What this task involves
Write out the records beneath this line exactly as they appear, minus any images.

Dataset content
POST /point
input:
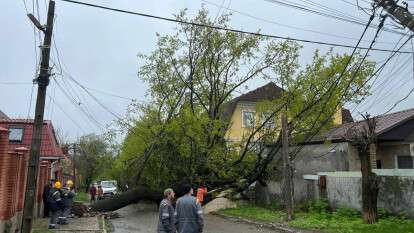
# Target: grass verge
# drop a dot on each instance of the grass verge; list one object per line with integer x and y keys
{"x": 341, "y": 221}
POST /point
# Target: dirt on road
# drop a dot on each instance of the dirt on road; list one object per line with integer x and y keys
{"x": 142, "y": 218}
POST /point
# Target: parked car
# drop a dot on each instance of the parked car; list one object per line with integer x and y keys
{"x": 109, "y": 188}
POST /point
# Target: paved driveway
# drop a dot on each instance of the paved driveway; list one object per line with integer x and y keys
{"x": 142, "y": 218}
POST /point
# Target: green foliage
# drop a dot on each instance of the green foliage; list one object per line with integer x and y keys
{"x": 319, "y": 207}
{"x": 93, "y": 159}
{"x": 342, "y": 221}
{"x": 82, "y": 197}
{"x": 193, "y": 74}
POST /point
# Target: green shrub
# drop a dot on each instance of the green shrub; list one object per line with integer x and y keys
{"x": 348, "y": 212}
{"x": 275, "y": 205}
{"x": 319, "y": 206}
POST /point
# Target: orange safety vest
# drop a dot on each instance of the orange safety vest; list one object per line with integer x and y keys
{"x": 201, "y": 192}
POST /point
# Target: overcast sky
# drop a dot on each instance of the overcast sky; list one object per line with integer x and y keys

Exercise response
POST /point
input:
# Target: grass verge
# drop a dot on each instance of the grass verge; list one object per line with integer x and y keys
{"x": 341, "y": 221}
POST /point
# Target: dirt on road
# drop a dot on each instance of the dirt on road; list one object per line with integer x and y keys
{"x": 142, "y": 218}
POST /point
# Target: parked car
# drop a dot on each instance of the parked car; list one object per line with integer x and y keys
{"x": 109, "y": 188}
POST /point
# Target: paved driveway
# drop a dot on each instance of the paved driveway; list one object per line with integer x and y keys
{"x": 142, "y": 218}
POST /point
# Target: green foliage
# drop a dot on each instance of the green foliage; list one object per line with integer x and y keys
{"x": 319, "y": 207}
{"x": 93, "y": 159}
{"x": 342, "y": 221}
{"x": 82, "y": 197}
{"x": 193, "y": 74}
POST /point
# Target: green shrub
# drop a dot on each instance of the green shrub; list one object per line with integer x and y keys
{"x": 348, "y": 212}
{"x": 275, "y": 205}
{"x": 319, "y": 206}
POST /point
# Target: orange safety vest
# drop a dot on each instance of the orange safety vest; list one object per line with integer x and y keys
{"x": 201, "y": 192}
POST /point
# Target: overcast sky
# drop a dot on each instance of the overcast sky; list one object per line with integer x and y keys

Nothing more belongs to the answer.